### Stated problem:
From the records below, pick out each line that contains the word "every" and copy those lines.
>> START Provided entries
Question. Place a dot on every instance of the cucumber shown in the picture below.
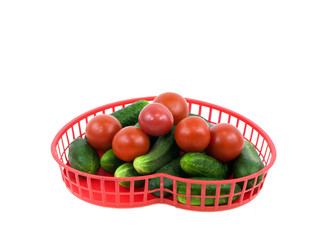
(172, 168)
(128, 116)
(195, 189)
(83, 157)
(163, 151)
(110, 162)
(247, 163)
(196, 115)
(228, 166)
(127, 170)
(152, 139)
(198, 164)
>> END Provided entries
>> START Provided entries
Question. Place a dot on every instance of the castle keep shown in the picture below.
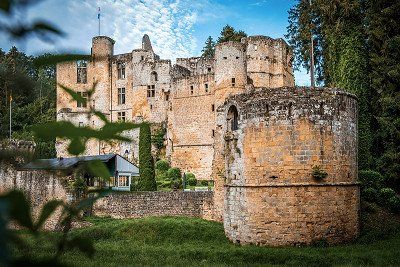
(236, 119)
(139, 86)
>> END Provided entries
### Correct output:
Question. Place a dot on every instance of the cucumber shown in the picture below.
Question. Place a dot on every instance of the castle keep shown in the picture below.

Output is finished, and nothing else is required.